*TRECHO APRESENTADO*
+-------+

O dinheiro perdido pelos brasileiros em apostas nas bets tem virado uma oportunidade de lucro para influenciadores. O Intercept Brasil obteve um contrato assinado pelo ex-BBB Felipe Prior para fazer publicidade para a plataforma Betsat que detalha a prática: ele receberia 15% da receita perdida pelos novos apostadores. A estratégia, segundo especialistas e registros obtidos, é comum nos acordos de publicidade do setor.
A parceria para Prior fazer propaganda da casa de apostas Betsat foi fechada em fevereiro deste ano através de um contrato assinado com um intermediário. O combinado foi R$ 20 mil por seis stories semanais e seis horas semanais de transmissão no YouTube naquele mês. Ao Intercept, Prior alegou que foi vítima de um “golpe” (leia mais abaixo).

+-------+

*MATERIAL FORNECIDO*
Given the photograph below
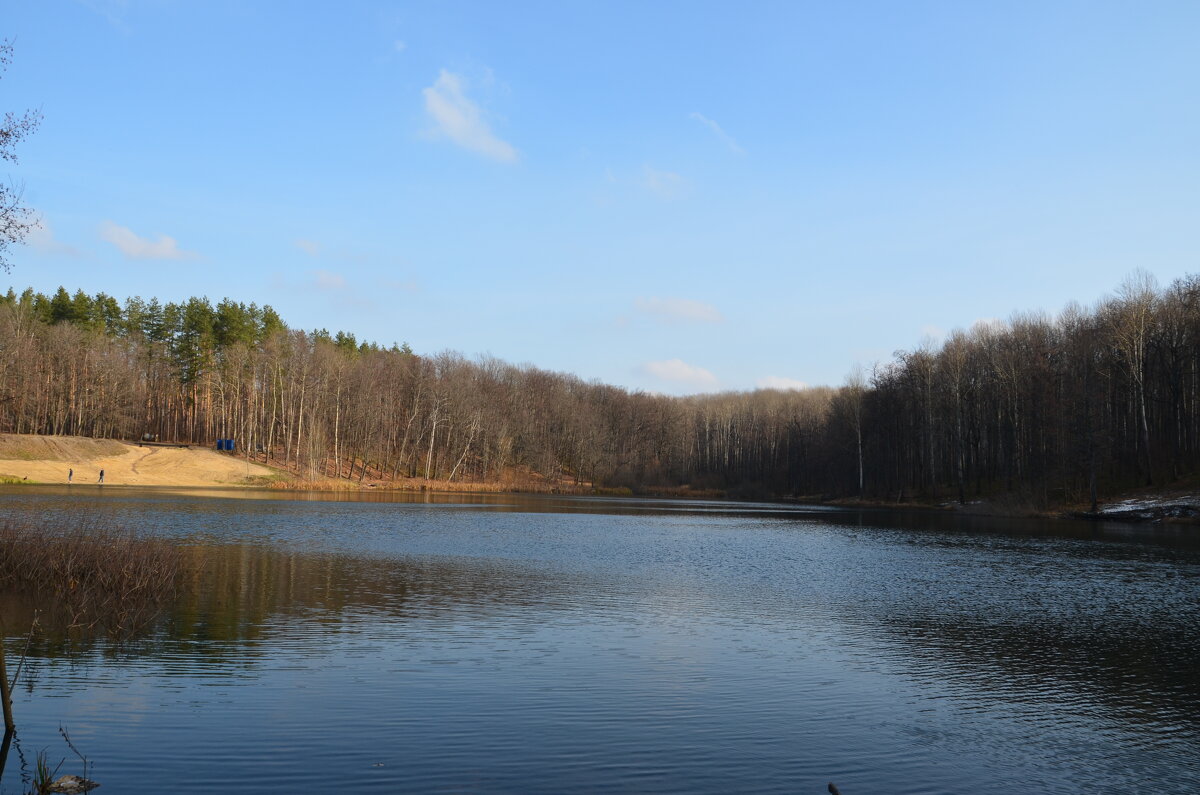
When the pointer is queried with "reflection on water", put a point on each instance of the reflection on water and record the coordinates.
(507, 644)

+-------+

*EXERCÍCIO PROPOSTO A*
Liste todos os números que aparecem no texto sobre publicidade de apostas e diga a que cada um se refere.
*EXERCÍCIO PROPOSTO B*
De acordo com o texto sobre publicidade de apostas, em que mês foi fechada a parceria entre Prior e a Betsat?
*EXERCÍCIO PROPOSTO C*
Escreva a continuação do texto sobre publicidade de apostas a partir da última frase.

*RESPOSTA DO EXERCÍCIO A*
- 15%: parte da receita perdida pelos novos apostadores que Prior receberia
- R$ 20 mil: valor combinado pela parceria
- seis stories semanais: parte do que foi combinado
- seis horas semanais de transmissão no YouTube: parte do que foi combinado

*RESPOSTA DO EXERCÍCIO B*
Em fevereiro deste ano.

*RESPOSTA DO EXERCÍCIO C*
Segundo o contrato assinado, para cada pessoa que se cadastrasse na plataforma e depositasse um mínimo de R$ 15, Prior receberia R$ 20 extras. Mas havia mais uma cláusula para aumentar os ganhos do influenciador: ele receberia 15% do valor perdido pelos apostadores cadastrados por sua indicação. Na prática, quanto mais usuários novos ele gerasse para a bet, maior o lucro.
Trecho do contrato que previa o pagamento a Prior de 15% da receita de perda dos apostadores (Crédito: Reprodução)
O contrato obtido pelo Intercept, que consta em um processo judicial, detalha ainda que, se o influenciador conseguisse trazer 1 mil novos apostadores para a plataforma, a remuneração fixa saltaria para R$ 35 mil. A partir disso, cada 500 cadastros adicionais elevaria a remuneração fixa em R$ 10 mil.
Prior hoje está movendo uma ação contra Renan Sanjomar Brito Suzart, a pessoa com quem ele assinou o contrato para fazer publicidade para a Betsat, empresa que tem sede em Curaçao. Ele alega que não recebeu o pagamento e que houve quebra do acordo.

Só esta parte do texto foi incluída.